D (t) = D_{i} - r_{corr} \times (t - T_{i})

(3)

The corrosion of bridge piles is also considered in this study based on the work of Decker et al.¹⁹ When the bridge piles are exposed to high chloride concentration, the average corrosion rate is 13 µm/year, which has been experimentally proven.¹⁸ This corrosion rate is introduced to describe the corrosion of steel reinforcement and piles during a flood in this study.

Increased water pressure due to debris accumulation

Finally, a high level of water velocity is generally observed during a flood, but debris accumulation that often happens around bridge piers may lead to increase in water velocity level. Regarding the water velocity increase, American Association of State Highway and Transportation Officials (AASHTO)²⁰ and Korean Highway Bridge Design Specification (KHBDS) suggest the following equation for estimating water pressure (P_w) considering the impact of accumulated debris²¹

p_{w} = 5.14 \times 10^{- 4} \times C_{D} \times v^{2}

(4)

**Exercise prompt**
Copy the bridge corrosion text from "The corrosion of bridge" up to and including "in this study.".

(Rows from a pointing dataset)
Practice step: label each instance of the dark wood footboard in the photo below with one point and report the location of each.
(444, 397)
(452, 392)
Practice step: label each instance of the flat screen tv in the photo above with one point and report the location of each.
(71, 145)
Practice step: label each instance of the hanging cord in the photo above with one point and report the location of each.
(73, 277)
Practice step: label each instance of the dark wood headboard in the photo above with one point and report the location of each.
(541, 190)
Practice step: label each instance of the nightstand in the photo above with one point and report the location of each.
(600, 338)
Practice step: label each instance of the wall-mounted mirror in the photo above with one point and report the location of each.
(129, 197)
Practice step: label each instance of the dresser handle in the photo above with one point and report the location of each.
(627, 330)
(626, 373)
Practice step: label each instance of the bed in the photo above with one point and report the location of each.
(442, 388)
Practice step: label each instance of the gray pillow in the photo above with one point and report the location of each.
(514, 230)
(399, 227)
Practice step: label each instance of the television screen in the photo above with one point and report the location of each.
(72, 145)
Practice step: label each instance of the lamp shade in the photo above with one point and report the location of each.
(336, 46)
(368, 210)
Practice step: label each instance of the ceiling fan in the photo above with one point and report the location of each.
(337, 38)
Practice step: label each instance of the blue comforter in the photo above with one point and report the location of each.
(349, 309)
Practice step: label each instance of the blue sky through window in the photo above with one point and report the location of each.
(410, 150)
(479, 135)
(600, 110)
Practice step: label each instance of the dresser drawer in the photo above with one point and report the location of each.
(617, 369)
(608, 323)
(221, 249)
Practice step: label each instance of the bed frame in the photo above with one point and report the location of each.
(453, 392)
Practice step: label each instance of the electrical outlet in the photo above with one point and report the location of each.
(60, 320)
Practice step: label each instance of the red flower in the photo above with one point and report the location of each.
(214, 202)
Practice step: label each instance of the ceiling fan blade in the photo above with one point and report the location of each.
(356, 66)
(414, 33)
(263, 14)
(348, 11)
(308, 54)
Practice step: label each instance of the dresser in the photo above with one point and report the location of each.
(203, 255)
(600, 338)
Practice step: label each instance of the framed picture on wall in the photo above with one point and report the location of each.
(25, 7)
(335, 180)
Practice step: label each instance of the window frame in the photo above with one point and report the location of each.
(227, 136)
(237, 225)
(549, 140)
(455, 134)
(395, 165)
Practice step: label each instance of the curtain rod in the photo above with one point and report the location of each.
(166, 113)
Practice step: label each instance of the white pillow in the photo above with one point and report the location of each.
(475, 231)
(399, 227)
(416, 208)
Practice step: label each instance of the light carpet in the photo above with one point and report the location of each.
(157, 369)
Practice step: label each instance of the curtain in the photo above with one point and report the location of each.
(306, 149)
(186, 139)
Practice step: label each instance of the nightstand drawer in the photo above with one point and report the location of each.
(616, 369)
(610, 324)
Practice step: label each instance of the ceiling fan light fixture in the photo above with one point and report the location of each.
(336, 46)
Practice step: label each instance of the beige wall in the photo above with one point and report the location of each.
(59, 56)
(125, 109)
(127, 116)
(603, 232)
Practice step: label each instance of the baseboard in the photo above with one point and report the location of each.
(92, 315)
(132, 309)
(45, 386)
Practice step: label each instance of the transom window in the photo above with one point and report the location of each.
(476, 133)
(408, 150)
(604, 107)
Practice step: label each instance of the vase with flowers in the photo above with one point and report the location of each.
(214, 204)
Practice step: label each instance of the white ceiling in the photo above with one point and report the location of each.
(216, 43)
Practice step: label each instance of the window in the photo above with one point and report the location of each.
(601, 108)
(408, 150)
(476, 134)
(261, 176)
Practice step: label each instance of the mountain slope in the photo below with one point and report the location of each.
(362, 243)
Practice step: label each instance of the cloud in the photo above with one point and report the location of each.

**Correct output**
The corrosion of bridge piles is also considered in this study based on the work of Decker et al.¹⁹ When the bridge piles are exposed to high chloride concentration, the average corrosion rate is 13 µm/year, which has been experimentally proven.¹⁸ This corrosion rate is introduced to describe the corrosion of steel reinforcement and piles during a flood in this study.